Print

Print


Hello Homer and Jeremy,

It seems we all have right ideas and looks like very similar ideas on 
how analysis of data must be done.
The confusion looks to me comes from definitions of "analysis" and 
"DST"s. When about a year ago I
brought up the question of DSTs, and even sent out possible format 
(attached document), I basically
wanted what Jeremy said in the second sentence after (3), physics 
objects only. What Omar showed
today was very different from what I could describe as DSTs. I 
understand Matt's point that in some
cases you will need fine details, but I am not sure if everyone will 
need that level of details.
So I still think if we are talking about DSTs, the format should be 
"physics objects only". And if Omar
can make use of what I proposed a year ago will be great.

- **Tasks to carry out**
a – Shorten the paragraph of the message about DSTs that begins "It seems we all have right ideas," keeping its main points.
b – Resume the message about DSTs after its last sentence and write a few more sentences in the same voice.
Nothing in the data is needed for the tasks.

- **Available data**
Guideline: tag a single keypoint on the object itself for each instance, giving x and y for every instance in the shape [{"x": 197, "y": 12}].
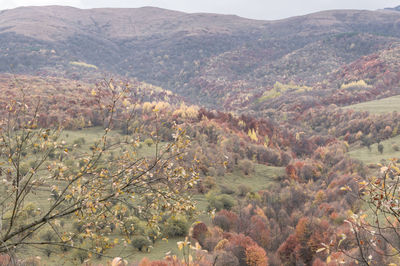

- **Outputs for the tasks**
a – Everyone seems to share similar ideas about how data analysis should be done. The confusion comes from how "analysis" and "DSTs" are defined. When the writer raised the question of DSTs about a year ago and sent out a possible format, the aim was physics objects only, as Jeremy described. What Omar showed today was very different from that. Matt is right that some cases need fine details, but not everyone may need that level of detail. So DSTs should still be "physics objects only," and it would be great if Omar could use the format proposed a year ago.

b –
As for general analysis, if we stick with (1), than we will make large 
number of collaborators who are
used to do analysis in ROOT quite unhappy. I understand that duplicating 
processed data in many
formats is also not a reasonable approach. So, if (2) means (sorry for 
my ignorance) we can have some
kind of "portal" that can connect LCIO recon file to ROOT, then it is 
probably the best way to go.

Again, sorry if I am misinterpreting the issue and/or repeating what was 
already clear from your emails.

Regards, Stepan

On 3/6/13 6:10 PM, McCormick, Jeremy I. wrote:
> Hi, Homer.
>
> Thanks for the thoughts.
>
> My view is that user analysis has three possible pathways which make sense to consider:
>
> 1) Pure Java analysis using lcsim and outputting histograms to AIDA files, viewable in JAS.
>
> 2) LCIO/ROOT analysis, reading in the LCIO recon files, looping over these events, and making histograms from a ROOT script.
>
> 3) Pure ROOT analysis, operating on a ROOT DST file.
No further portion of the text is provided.